#### 所给记录 ####
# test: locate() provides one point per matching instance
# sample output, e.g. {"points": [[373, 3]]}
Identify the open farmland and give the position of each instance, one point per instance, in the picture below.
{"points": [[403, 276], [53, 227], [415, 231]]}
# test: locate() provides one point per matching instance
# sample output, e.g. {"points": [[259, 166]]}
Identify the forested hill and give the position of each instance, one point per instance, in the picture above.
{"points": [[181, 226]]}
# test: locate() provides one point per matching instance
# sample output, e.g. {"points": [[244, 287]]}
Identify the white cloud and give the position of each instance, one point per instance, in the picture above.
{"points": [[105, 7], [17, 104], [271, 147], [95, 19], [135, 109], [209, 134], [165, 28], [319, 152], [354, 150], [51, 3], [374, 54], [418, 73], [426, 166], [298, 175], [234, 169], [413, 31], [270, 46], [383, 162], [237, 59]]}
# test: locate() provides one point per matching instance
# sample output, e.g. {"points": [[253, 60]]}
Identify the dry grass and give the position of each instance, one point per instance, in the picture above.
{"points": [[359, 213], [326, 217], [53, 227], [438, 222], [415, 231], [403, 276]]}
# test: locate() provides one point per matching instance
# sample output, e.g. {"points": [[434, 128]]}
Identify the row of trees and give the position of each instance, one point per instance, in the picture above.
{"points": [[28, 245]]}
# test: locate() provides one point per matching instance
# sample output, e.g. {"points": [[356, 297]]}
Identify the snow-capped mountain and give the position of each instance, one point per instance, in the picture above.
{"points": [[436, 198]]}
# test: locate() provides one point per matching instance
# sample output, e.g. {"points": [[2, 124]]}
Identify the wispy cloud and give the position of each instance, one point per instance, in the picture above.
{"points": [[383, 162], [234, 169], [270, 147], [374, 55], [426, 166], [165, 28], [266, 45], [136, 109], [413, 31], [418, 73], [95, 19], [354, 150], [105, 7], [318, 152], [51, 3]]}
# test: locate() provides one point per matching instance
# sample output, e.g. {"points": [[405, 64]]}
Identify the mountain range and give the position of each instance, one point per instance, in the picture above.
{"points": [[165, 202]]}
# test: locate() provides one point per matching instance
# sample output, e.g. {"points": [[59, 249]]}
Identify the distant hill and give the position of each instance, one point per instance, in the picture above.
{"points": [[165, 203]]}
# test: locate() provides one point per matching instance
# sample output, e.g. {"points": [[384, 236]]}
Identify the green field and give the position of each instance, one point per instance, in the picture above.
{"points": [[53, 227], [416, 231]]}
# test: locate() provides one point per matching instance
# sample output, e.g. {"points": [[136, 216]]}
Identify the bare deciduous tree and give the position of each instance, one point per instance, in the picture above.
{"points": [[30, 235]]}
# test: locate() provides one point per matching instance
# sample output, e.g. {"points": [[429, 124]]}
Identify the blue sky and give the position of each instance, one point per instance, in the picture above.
####
**给定指令**
从上面的记录中提取所有含有“output”一词的行，并把这些行原文逐行抄出。

**任务输出**
# sample output, e.g. {"points": [[373, 3]]}
# sample output, e.g. {"points": [[259, 166]]}
# sample output, e.g. {"points": [[244, 287]]}
# sample output, e.g. {"points": [[253, 60]]}
# sample output, e.g. {"points": [[434, 128]]}
# sample output, e.g. {"points": [[356, 297]]}
# sample output, e.g. {"points": [[2, 124]]}
# sample output, e.g. {"points": [[405, 64]]}
# sample output, e.g. {"points": [[59, 249]]}
# sample output, e.g. {"points": [[384, 236]]}
# sample output, e.g. {"points": [[136, 216]]}
# sample output, e.g. {"points": [[429, 124]]}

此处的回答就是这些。